▶ _Task to complete_: Extract the whole listing as it stands. Do not include the pictures.

··· Supplied material ···

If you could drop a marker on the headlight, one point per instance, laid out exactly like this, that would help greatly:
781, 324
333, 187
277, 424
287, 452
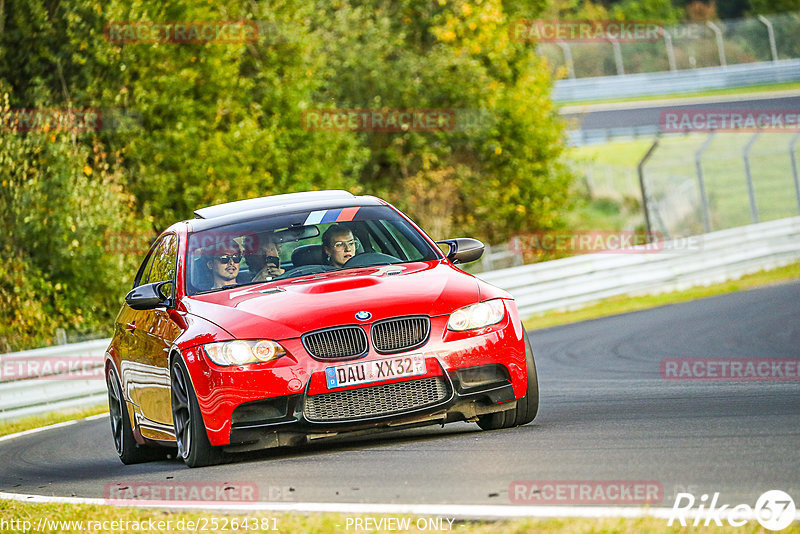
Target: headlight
244, 351
477, 315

···

▶ _Solution_:
If you could drop a marker on the headlight, one point per instance, laid out exactly like this, that would help greatly:
781, 324
333, 187
277, 424
287, 452
Target: headlight
244, 351
477, 315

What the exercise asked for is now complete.